[DO THIS]
Find every line below that contains the string "tree" and copy each one out; case counts.

Labeled point records:
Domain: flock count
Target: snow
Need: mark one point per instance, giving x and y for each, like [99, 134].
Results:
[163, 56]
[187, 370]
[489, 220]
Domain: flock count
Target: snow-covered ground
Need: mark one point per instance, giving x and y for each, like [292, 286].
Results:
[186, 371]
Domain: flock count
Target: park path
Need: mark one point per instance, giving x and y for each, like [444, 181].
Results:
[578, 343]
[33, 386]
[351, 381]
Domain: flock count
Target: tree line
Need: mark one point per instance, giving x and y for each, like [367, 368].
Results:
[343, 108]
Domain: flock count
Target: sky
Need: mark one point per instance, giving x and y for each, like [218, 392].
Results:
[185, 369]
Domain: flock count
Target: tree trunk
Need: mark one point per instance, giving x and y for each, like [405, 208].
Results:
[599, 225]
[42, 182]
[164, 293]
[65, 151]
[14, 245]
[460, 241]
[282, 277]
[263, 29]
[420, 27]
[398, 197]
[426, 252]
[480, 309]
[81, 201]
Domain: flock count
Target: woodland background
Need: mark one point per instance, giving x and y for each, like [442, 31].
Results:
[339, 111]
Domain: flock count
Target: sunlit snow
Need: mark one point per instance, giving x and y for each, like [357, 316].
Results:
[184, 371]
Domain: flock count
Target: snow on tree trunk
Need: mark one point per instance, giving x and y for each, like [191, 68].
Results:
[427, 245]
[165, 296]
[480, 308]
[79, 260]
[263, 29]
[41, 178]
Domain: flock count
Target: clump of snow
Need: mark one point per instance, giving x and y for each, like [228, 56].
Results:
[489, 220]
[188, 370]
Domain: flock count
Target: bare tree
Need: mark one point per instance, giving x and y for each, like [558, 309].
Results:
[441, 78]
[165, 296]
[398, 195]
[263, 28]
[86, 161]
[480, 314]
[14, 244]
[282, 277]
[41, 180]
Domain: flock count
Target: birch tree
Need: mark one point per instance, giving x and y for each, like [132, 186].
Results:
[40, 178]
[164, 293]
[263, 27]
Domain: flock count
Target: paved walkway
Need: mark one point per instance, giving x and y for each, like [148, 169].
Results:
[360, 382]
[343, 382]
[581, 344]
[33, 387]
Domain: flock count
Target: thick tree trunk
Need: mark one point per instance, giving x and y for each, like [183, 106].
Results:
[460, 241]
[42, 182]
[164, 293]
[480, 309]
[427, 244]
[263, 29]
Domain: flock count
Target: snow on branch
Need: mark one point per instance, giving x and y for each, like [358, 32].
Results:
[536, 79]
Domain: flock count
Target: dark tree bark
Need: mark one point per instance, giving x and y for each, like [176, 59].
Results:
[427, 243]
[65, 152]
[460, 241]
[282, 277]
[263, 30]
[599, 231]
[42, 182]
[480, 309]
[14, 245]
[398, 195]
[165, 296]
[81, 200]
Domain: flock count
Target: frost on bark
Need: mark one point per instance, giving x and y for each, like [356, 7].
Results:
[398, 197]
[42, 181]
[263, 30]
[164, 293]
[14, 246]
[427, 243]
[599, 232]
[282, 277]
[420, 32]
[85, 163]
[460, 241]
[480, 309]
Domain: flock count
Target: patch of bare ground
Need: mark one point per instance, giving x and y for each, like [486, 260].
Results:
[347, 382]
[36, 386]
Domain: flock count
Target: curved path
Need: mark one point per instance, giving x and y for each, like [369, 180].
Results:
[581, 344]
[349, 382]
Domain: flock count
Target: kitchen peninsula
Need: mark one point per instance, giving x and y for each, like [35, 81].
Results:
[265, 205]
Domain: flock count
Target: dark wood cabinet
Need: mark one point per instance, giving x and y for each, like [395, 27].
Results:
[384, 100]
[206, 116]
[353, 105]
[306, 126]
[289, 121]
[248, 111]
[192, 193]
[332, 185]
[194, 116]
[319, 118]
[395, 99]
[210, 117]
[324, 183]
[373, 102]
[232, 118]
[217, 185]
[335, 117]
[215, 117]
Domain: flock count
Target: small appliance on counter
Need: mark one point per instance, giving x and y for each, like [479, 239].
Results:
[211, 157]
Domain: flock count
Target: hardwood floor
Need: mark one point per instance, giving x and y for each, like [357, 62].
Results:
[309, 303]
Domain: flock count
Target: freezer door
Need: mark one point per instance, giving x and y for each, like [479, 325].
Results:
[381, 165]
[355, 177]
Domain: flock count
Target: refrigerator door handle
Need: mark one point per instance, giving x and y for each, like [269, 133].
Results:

[ANSWER TO THIS TASK]
Target: tree line
Target: tree trunk
Target: snow on tree trunk
Target: bare tree
Target: birch tree
Target: thick tree trunk
Target: dark tree bark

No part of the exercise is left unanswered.